Copy out all of the data below word for word, leaving out the pictures.

....

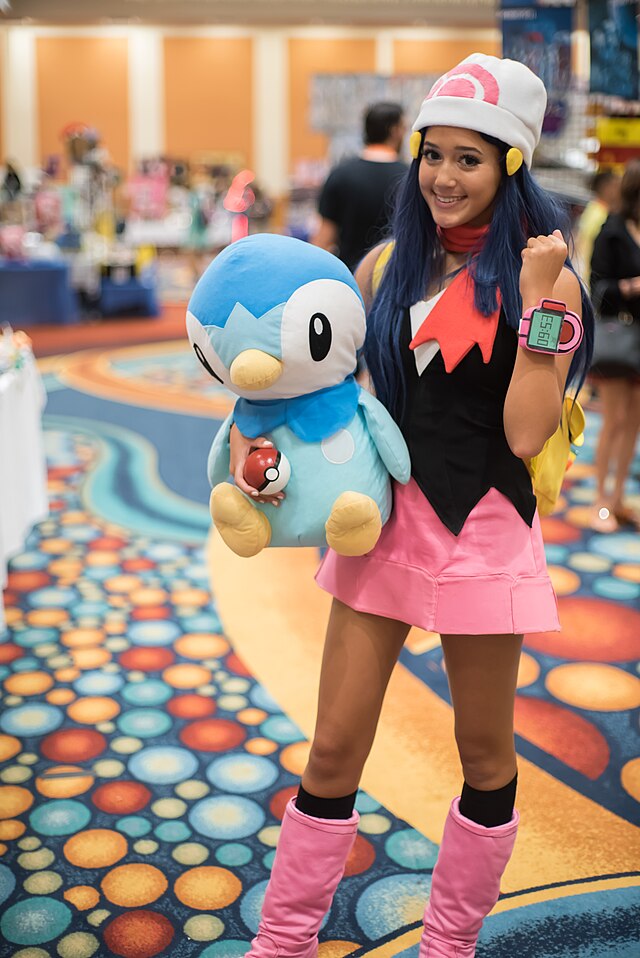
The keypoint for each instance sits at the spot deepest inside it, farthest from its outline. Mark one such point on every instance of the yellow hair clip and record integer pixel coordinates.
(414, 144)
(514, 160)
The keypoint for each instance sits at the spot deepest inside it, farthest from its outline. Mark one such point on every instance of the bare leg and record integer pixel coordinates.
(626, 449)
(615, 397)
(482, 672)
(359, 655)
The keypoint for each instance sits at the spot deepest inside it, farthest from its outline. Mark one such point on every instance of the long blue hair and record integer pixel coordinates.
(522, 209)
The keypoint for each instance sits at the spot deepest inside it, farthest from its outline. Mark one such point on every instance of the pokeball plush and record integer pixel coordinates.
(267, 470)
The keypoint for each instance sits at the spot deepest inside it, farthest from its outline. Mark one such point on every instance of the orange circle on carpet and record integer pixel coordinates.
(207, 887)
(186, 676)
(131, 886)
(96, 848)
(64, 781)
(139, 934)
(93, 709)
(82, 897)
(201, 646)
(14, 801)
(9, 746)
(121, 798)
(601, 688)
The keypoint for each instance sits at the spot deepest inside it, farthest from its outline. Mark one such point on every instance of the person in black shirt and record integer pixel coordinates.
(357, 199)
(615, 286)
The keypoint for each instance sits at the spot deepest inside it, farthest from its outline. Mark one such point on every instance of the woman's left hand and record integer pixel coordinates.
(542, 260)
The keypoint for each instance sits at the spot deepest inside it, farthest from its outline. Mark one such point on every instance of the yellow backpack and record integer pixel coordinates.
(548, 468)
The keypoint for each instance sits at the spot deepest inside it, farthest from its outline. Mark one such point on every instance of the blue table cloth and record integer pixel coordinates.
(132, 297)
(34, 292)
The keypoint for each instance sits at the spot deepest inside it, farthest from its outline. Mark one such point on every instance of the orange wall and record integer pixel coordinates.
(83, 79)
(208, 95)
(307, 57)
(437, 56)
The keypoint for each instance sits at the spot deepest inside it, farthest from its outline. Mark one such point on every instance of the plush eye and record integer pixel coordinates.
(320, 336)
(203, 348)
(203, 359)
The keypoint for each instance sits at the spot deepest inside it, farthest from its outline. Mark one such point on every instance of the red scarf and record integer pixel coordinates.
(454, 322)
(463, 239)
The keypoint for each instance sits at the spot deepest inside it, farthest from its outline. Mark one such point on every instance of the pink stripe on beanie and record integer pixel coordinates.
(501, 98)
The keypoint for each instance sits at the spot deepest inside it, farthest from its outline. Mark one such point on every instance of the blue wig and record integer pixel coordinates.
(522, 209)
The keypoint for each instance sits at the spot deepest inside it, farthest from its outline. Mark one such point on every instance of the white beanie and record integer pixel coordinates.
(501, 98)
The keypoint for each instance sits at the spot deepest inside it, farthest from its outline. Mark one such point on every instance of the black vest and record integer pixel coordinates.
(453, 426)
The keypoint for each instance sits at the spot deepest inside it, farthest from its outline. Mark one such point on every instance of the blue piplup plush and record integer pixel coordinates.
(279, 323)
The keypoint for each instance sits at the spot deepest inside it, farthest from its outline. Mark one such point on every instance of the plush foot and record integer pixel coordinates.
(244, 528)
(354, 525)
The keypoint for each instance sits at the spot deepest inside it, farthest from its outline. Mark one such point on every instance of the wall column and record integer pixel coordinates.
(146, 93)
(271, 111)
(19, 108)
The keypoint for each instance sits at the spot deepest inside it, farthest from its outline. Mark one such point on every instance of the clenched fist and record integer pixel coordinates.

....

_SOLVED EXERCISE_
The keypoint for each instance sits at the spot deepest inside it, farthest from its outline. Mark one such point on every instance of the yellow hair clip and record integer pixel coordinates.
(414, 144)
(514, 160)
The keypoint for each instance sits at the spot deepest inside it, farthest from its outline. Mark one such point on every instance of the bare leg and record integer pixel coordinates.
(626, 449)
(615, 397)
(482, 672)
(359, 655)
The keypoint for each instance sits at the spot deepest inside it, farthest from its outline. Mark one such point on every instance of the long blue hair and record integer pixel coordinates.
(522, 209)
The keypoint for each instance sits at the spot deepest inside it, farthest from its outline. Mark one such point on every instance of the pokeball plush and record integer pixel coordinates.
(267, 470)
The keypoint for each instance sits at the spot deepest inside it, farthest from its outline. Mark one such point on every instance of the orange circle on carpet and record integer pixel coordinates.
(207, 887)
(186, 676)
(131, 886)
(96, 848)
(64, 781)
(139, 934)
(93, 709)
(82, 897)
(201, 646)
(14, 801)
(9, 746)
(121, 798)
(601, 688)
The keypoint for each instance sits at the spot deepest inside it, farthest from its outline. Mark one such point on every instance of the person in black shirt and record integer pixel coordinates.
(357, 199)
(615, 286)
The keypoint for each instance sits at the spot deepest inside it, farthest from its outline. Mark one such point on every instance of the woman's left hand and record integer pixel coordinates.
(542, 260)
The keypoint for each instance sits at the spot deepest inside it, farthest from its outline. Mark one such point on every instance of the yellow backpack and record integer pixel coordinates.
(548, 468)
The keypoint for each instance sits at the spot deepest inside it, farthest from its outline. Mark one such point on every instance of the blue table cloth and record integer pixel coordinates.
(132, 297)
(34, 292)
The keypoint for each instance sits at the spot deepest inside it, farthest from its outline. Mark one such point on every instance of the orange wall and record integer pixel coordinates.
(83, 79)
(208, 95)
(307, 57)
(437, 56)
The keypoint for each instance sits at the spot deepest inside it, farthest from its outline. Mark one such point on every instance of the plush eye and record integer pixel coordinates.
(320, 336)
(203, 348)
(203, 359)
The keypoint for each instance sits at the spot deepest inside it, farthest from its outline. Mark one such point on every instance of the red scarf and record integer pixel coordinates.
(454, 322)
(463, 239)
The keypoint for each instance sits at the spot deepest inside it, farthest from its outline. Mark one such point on every instance of the pink stripe on beanie and record integer pixel coordinates.
(501, 98)
The keypoint for each instance sits at the spot deepest inside it, farthest from its outline. Mark one such point on every instance of the blue wig and record integer pixel coordinates.
(522, 209)
The keypoint for each instance sits at the spot deepest inside it, farthest from its outline. Mark one such point on every instance of the white beanie and record integer pixel coordinates.
(501, 98)
The keypoint for each instance sits at the spot deepest inside it, farthest from its outline. Mark one such point on every instance of the black vest and record integer pixel coordinates.
(453, 426)
The keypoint for each instance sits at the spot deepest inside it, farthest from its outline. Mark one such point on every instance of the blue piplup plush and record integer pixel coordinates.
(279, 323)
The keypoint for each instance sits at the spot deepest inside it, farthest from its outline. Mark one such point on every instance of the plush foot and record integer pixel coordinates.
(244, 528)
(354, 525)
The keypoint for each instance sits at the spot deepest inside it, farthest from its outline. Mark one such point on every instance of the wall column and record integer pixel coordinates.
(146, 93)
(271, 111)
(19, 108)
The keypoint for each instance sits at the spot deepest inside it, farthest from its outline. Mark one such point on every instance of the clenched fist and record integer pixel coordinates.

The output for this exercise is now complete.